▶ Text to read
· · · ·
Neutral citation: [2024] KEHC 960 (KLR)

Republic of Kenya

In the High Court at Nyahururu

Petition E007 of 2023

CM Kariuki, J

February 8, 2024

IN THE MATTER OF: ARTICLES 1, 2, 3, 10, 20, 21, 22, 23, 25, 27, 28, 35, 47, 48, 73, 159, 160, 165, 174, 196(1)(B) AND 258 OF THE CONSTITUTION OF KENYA AND IN THE MATTER OF: SECTION 2, 3, (F) AND 115 OF THE COUNTY GOVERNMENT ACT 2012 AND IN THE MATTER OF: SECTIONS 4(1) AND 5 (A) OF THE NYANDARUA COUNTY ALCOHOLIC DRINKS CONTROL ACT NO. 4 OF 2019 AND IN THE MATTER OF: THE CONSTITUTION OF THE NYANDARUA COUNTY ALCOHOLIC DRINKS MANAGEMENT & CONTROL COMMITTEE BETWEEN orders.

Between

Joseph Maina Muigana & 16 others

Petitioner

and

County Government of Nyandarua

Respondent

Judgment

1. By Petition dated 19/7/2023, the petitioners lodged their claim together with a Notice of Motion dated an even date seeking conservatory orders.

2. Subsequently, Interim Conservatory Orders were issued but the same were vacated when the matter came before the Hon. Judge for non-attendance by the Petitioners or their Advocates.

3. This prompted the filing of another Application to reinstate the vacated interim orders. However, the parties abandoned the pending applications and opted for the disposal of the petition.

4. Parties were directed to file any further Affidavits and skeleton submissions before 1/2/2024. However, by the time this decision was drafted none of the parties had filed any further pleadings or skeleton submissions. Thus, the court relied on the content of the Petitioner's pleadings and affidavits on record.

5. The Petition is supported by the Affidavit of Joseph Maina Mungana sworn on 19/7/2023 and annexures thereto. The Petition is opposed by Respondent via affidavit of Joseph Gatore sworn and filed on 1/8/2023.

6. The petitioners seek the following reliefs.a.A declaration that the closure of their businesses via notices dated 3rd July 2023 issued by the respondent to the petitioners was illegal and therefore null and void.b.An order of Certiorari to issue quashing closure notice dated 3rd July 2023 issued by the respondent to the petitioners herein.c.An order of Mandamus be issued compelling the County Government of Nyandarua to afford the Petitioners herein a fair Administrative process.d.An order of Mandamus be issued compelling the County Government of Nyandarua to issue the Petitioners herein with the required licenses to operate their respective business upon the conclusion of a fair Administrative process.e.Order of Prohibition do issue prohibiting the respondent either by themselves or any other person acting on their behalf from harassing the petitioners in their respective business herein.f.Any other order this honorable court may deem fit, just and in the interest of justice grant.g.The costs of this petition be provided for together with interest thereon at the court’s rate.

Petitioners’case 7. The petition is founded on the fact that. That the Petitioner are citizen of the Republic of Kenya and therefore entitled to equal protection of the law as other citizens of the said Republic. The petitioners are residents of Nyandarua County, businessmen and businesswomen operating their respective businesses of Bar within Nyandarua County.
· · · ·
Spatial annotation records:
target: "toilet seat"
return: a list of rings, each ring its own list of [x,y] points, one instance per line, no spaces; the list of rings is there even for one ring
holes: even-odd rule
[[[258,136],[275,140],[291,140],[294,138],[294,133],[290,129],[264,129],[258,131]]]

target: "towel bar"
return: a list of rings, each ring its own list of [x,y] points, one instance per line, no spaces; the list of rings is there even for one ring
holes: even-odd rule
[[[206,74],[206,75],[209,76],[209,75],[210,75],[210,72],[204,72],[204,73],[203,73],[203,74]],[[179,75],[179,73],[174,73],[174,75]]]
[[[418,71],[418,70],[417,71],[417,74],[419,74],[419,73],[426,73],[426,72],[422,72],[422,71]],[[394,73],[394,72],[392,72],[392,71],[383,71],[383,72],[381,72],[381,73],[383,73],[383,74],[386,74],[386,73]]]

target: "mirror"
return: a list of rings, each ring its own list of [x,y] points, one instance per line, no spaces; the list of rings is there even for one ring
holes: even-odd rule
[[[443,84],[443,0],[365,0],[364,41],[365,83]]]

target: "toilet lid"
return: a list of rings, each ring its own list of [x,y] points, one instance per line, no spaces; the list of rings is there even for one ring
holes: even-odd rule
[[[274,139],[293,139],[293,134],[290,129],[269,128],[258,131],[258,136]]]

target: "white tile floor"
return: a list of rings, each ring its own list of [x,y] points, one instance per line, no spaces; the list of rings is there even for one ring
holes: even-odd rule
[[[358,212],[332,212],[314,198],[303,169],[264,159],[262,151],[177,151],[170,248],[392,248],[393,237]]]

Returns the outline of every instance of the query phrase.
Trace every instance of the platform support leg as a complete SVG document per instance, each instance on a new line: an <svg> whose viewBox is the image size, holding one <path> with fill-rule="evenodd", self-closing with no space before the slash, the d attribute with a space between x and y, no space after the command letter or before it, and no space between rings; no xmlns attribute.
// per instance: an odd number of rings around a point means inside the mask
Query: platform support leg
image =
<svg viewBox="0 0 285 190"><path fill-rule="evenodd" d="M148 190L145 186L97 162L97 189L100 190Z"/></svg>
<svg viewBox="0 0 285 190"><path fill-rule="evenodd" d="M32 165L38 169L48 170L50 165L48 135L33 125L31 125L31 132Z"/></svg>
· · · ·
▶ Instruction 1
How many lines of the listing contain the string "support"? Case counts. Reply with only the number.
▶ Instruction 2
Resume the court judgment on the closure of bars in Nyandarua County, picking up after its last sentence.

▶ Exercise response 1
2

▶ Exercise response 2
8. They have been operating their respective businesses within Nyandarua County for a very long period of over 5-10 years to date having been issued with our respective licenses by the respondent herein. On or about the 13th of July 2023 the respondent ambushed the petitioners issuing each of them with a Closure Notice of their respective businesses dated 3rd July 2023 which was due to lapse on 20th July 2023.

9. The said close notice indicated unknown reasons that the petitioners have never been notified of against the provisions of Article 35 of the Constitution of Kenya 2010. The petitioners were never given any fair hearing to respond to if any, of the said reasons in the said notice of closure failing to take into account relevant factors and provisions of the law on due process on the constitutional right to a just and fair hearing as well as rules of natural justice against the provisions of the Constitution of Kenya 2010.

10. The respondent’s closure notice of Seven (7) days is also not sufficient failing to take into account that the petitioners have all along been operating their respective businesses which include but are not limited to perishable stock notwithstanding the huge investment made by each of us in our respective business against the provisions of Article 47 of the Constitution of Kenya 2010.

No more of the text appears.